### Aim A
Reproduce the stretch of the forum thread from "Thanks everyone. Hope" through "to Controlbooth Tash!".
### Aim B
Answer yes or no to each statement below about the forum thread, and quote the words of the thread that decide it: (i) cuelight works as a deputy stage manager in London. (ii) cuelight has been in the industry for about five years. (iii) avkid uses the same screenname on SMNetwork.org.
### Aim C
In the forum thread, what did LDtheLD first take the post subject to be?

### Reading text
________________

# Post... GO!



## cuelight (Dec 15, 2006)

Hi there! 
So after a long while of browsing and persuing this forum I figured I might as well join. I'm Tash (cuelight if you prefer), deputy stage manager in London. I've been in the industry for about 2 years (I know! Still a newbie, feel free to impart any knowledge on me). 

I'm sure I'll see you around.


----------



## Van (Dec 15, 2006)

Welcome aboard ! Have Fun.


----------



## Chris15 (Dec 16, 2006)

Welcome to Controlbooth.


----------



## LDtheLD (Dec 16, 2006)

Welcome! When I first saw your post subject, I though it was some kind of game where we just randomly post the first thing that comes to mind or something.


----------



## CHScrew (Dec 18, 2006)

Welcome to CB Tash. That's not a very common name, but my cousin has the same one.


----------



## cuelight (Jan 3, 2007)

Thanks everyone. Hope you had a wonderful Christmas and New Years celebrations and all that.


----------



## avkid (Jan 3, 2007)

Welcome to Controlbooth Tash! 
I am also on SMNetwork.org as avkid.


----------



## cuelight (Jan 4, 2007)

I've probably seen you around then. I thought the screenname looked familiar. I tend to be much more of a lurker than a poster.


----------



## PhantomD (Jan 13, 2007)

Welcome cuelight - as above, you must have a knack for catchy topic titles!

Just like I have a knack for sending things off-topic around here...


----------



## Chris15 (Jan 28, 2007)

PhantomD said:


> Just like I have a knack for sending things off-topic around here...



Hey! I thought that was a knack reserved for Van and I...

(Note that I am taking this one off topic now... Sorry)


----------

________________

### Records provided
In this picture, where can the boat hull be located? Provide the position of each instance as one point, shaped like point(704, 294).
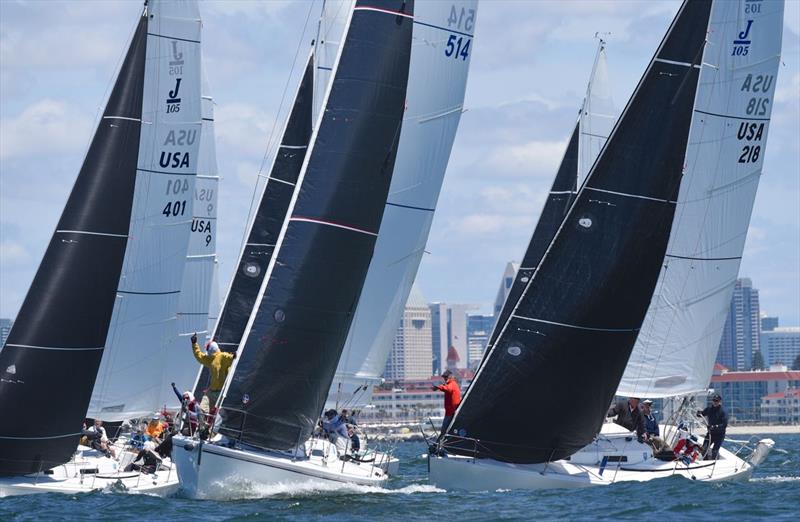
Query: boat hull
point(213, 471)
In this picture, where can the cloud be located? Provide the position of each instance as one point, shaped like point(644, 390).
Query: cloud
point(46, 127)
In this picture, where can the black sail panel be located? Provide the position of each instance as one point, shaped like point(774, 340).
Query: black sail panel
point(543, 391)
point(58, 337)
point(269, 217)
point(291, 353)
point(558, 202)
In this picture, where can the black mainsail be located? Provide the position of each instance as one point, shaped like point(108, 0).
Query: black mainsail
point(58, 337)
point(544, 388)
point(267, 222)
point(290, 353)
point(561, 195)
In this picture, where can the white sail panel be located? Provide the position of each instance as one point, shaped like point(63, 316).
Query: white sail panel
point(199, 276)
point(678, 343)
point(440, 55)
point(597, 116)
point(144, 318)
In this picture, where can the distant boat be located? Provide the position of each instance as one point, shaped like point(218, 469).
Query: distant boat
point(559, 357)
point(292, 339)
point(105, 292)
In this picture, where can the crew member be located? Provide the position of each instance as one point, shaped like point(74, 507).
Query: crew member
point(629, 416)
point(218, 364)
point(717, 421)
point(452, 398)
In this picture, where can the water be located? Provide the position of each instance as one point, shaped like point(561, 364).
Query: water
point(774, 492)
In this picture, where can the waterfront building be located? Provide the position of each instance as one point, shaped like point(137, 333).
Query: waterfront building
point(740, 337)
point(506, 282)
point(410, 357)
point(781, 407)
point(479, 328)
point(5, 329)
point(742, 391)
point(781, 345)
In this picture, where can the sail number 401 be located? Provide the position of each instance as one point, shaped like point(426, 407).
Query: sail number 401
point(457, 47)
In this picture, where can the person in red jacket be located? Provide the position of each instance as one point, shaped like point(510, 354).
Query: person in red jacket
point(452, 398)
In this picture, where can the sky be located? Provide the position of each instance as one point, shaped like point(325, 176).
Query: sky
point(530, 64)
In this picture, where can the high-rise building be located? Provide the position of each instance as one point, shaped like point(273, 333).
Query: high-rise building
point(769, 323)
point(5, 329)
point(411, 351)
point(505, 286)
point(781, 345)
point(740, 337)
point(479, 328)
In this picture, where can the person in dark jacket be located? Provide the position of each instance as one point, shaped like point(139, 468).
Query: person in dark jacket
point(629, 416)
point(717, 421)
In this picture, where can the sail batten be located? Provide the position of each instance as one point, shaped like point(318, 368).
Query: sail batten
point(598, 272)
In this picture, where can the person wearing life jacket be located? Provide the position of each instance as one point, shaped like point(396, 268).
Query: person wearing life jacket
point(452, 398)
point(218, 364)
point(687, 449)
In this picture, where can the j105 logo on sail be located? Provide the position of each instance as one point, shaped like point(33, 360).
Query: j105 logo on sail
point(173, 101)
point(176, 63)
point(741, 46)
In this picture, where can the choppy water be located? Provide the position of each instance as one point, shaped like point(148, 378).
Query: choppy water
point(774, 493)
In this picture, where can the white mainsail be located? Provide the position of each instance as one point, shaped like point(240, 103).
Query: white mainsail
point(679, 339)
point(143, 322)
point(598, 115)
point(440, 56)
point(199, 299)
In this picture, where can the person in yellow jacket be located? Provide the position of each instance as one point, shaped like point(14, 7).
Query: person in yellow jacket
point(218, 364)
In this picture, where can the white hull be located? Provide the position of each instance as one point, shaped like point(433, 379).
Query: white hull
point(99, 472)
point(213, 471)
point(610, 459)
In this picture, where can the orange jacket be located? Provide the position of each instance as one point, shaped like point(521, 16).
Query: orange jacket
point(452, 396)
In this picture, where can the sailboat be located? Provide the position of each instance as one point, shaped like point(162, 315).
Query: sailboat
point(434, 104)
point(293, 337)
point(572, 331)
point(106, 279)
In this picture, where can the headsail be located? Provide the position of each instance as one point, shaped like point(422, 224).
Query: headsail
point(437, 81)
point(578, 318)
point(143, 324)
point(198, 303)
point(597, 116)
point(678, 343)
point(296, 334)
point(57, 340)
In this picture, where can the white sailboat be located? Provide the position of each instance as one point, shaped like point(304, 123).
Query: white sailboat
point(308, 276)
point(146, 150)
point(722, 155)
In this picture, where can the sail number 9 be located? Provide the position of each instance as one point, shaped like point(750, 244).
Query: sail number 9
point(457, 47)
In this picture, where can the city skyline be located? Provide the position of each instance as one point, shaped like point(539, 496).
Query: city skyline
point(521, 102)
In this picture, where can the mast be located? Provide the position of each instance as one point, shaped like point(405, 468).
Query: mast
point(57, 341)
point(434, 104)
point(293, 341)
point(144, 321)
point(572, 330)
point(675, 351)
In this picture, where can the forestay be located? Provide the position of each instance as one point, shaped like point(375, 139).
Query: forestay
point(64, 319)
point(578, 318)
point(196, 306)
point(596, 118)
point(440, 55)
point(677, 346)
point(143, 323)
point(306, 304)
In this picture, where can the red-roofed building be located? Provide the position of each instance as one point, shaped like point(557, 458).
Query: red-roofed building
point(781, 407)
point(742, 391)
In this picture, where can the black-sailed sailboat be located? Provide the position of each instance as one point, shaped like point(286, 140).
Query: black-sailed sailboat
point(296, 332)
point(109, 270)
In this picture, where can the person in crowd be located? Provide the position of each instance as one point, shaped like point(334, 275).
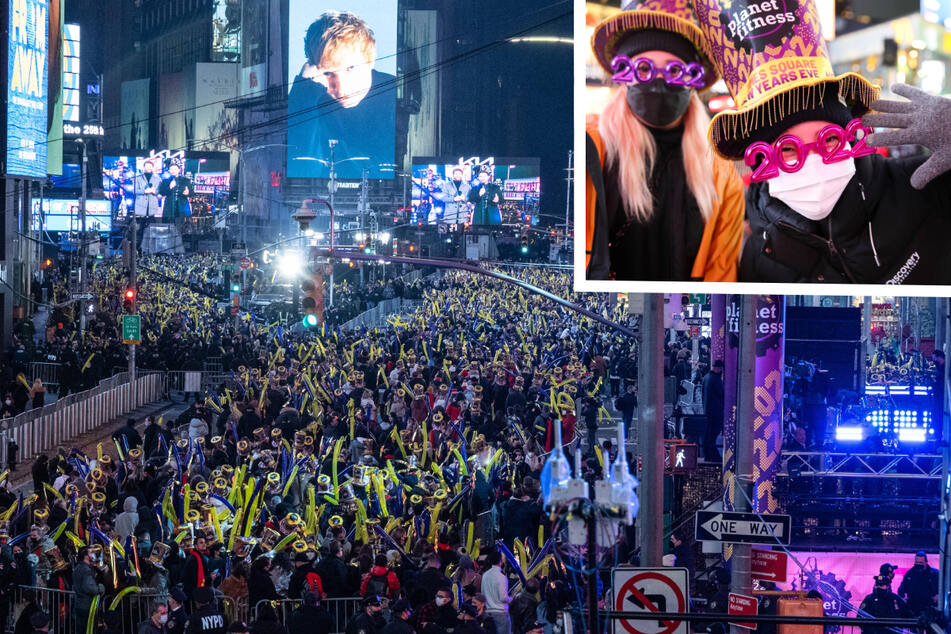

________________

### Problem solution A
Thanks everyone. Hope you had a wonderful Christmas and New Years celebrations and all that.


----------



## avkid (Jan 3, 2007)

Welcome to Controlbooth Tash!

### Problem solution B
(i) Yes: "deputy stage manager in London". (ii) No: "I've been in the industry for about 2 years". (iii) Yes: "I am also on SMNetwork.org as avkid."

### Problem solution C
LDtheLD thought it was some kind of game where people randomly post the first thing that comes to mind.